=== Extract to read ===
================================
Hartford Hires Restructuring Firm as Fiscal Strains Build.

Hartford, Connecticut, capital city of the wealthiest U.S. state, hired Greenberg Traurig LLP to evaluate restructuring options for the cash-strapped city, including a potential bankruptcy, as the state’s failure to pass a budget put further pressure on its finances.

Hartford, where a third of its 123,000 residents live in poverty, faces a $50 million deficit, nearly 10 percent of its budget, and may not receive a lifeline from the state, which hasn’t adopted a budget for the fiscal year that began July 1. Last week, Aetna Inc., its fourth-largest taxpayer, said it was moving its headquarters to New York from the city it’s called home since 1853. Hartford’s credit rating may be downgraded deeper into junk by Moody’s Investors Service.

Greenberg Traurig’s team will be led by Nancy Mitchell, a co-chair of the firm’s restructuring practice, the city said in a news release. When Hartford was soliciting proposals from firms that specialize in bankruptcy, Council President Thomas Clarke told the local newspaper that looking into seeking court protection from creditors would only be a last ditch option.
================================
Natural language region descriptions

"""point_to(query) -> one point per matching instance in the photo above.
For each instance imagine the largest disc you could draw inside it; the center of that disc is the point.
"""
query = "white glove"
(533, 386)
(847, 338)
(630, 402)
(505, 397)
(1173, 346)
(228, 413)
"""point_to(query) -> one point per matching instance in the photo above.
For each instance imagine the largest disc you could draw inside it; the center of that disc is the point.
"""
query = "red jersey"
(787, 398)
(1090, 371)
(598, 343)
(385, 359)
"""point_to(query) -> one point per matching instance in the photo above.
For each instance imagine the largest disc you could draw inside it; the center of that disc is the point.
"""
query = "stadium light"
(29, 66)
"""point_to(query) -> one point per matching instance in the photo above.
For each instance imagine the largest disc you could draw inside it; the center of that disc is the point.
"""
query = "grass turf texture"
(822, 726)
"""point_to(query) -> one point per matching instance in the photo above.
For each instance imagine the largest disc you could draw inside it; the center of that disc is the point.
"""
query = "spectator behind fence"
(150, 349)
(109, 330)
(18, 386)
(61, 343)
================================
=== Instructions to follow ===
Pick up the article about Hartford's fiscal strains after its last sentence and continue it.

=== Answer below ===
“Nancy Mitchell and the team at Greenberg Traurig have extensive experience in municipal restructuring, and they will be working with us to examine all options for putting the city of Hartford on a sustainable path,” Mayor Luke Bronin said in a statement. “As we start a new fiscal year without a state budget and with significant uncertainty, we will have the advice and counsel of an experienced and highly respected restructuring firm.”

Hartford’s tax base of about $4.1 billion is about two-thirds that of neighbor West Hartford, which has far fewer residents, because half of property — state buildings, hospitals, universities, non-profit agencies — is tax-exempt. The city has $672 million in debt, including $228 million uninsured bonds, according to data compiled by Bloomberg. It also guarantees about $70 million in debt for a minor-league baseball stadium downtown and Aetna, Hartford’s fourth-largest property-taxpayer, is moving 250 jobs to New York City. It will still have thousands working in Hartford.

In 2016, Bronin, a Democrat, took over a city that’d been delaying its fiscal reckoning by pushing debt payments into the future, draining reserves and resorting to one-time measures, such as selling a parking garage, while its debt swelled by 52 percent from 2011 to 2015, according to Moody’s Investor Service figures.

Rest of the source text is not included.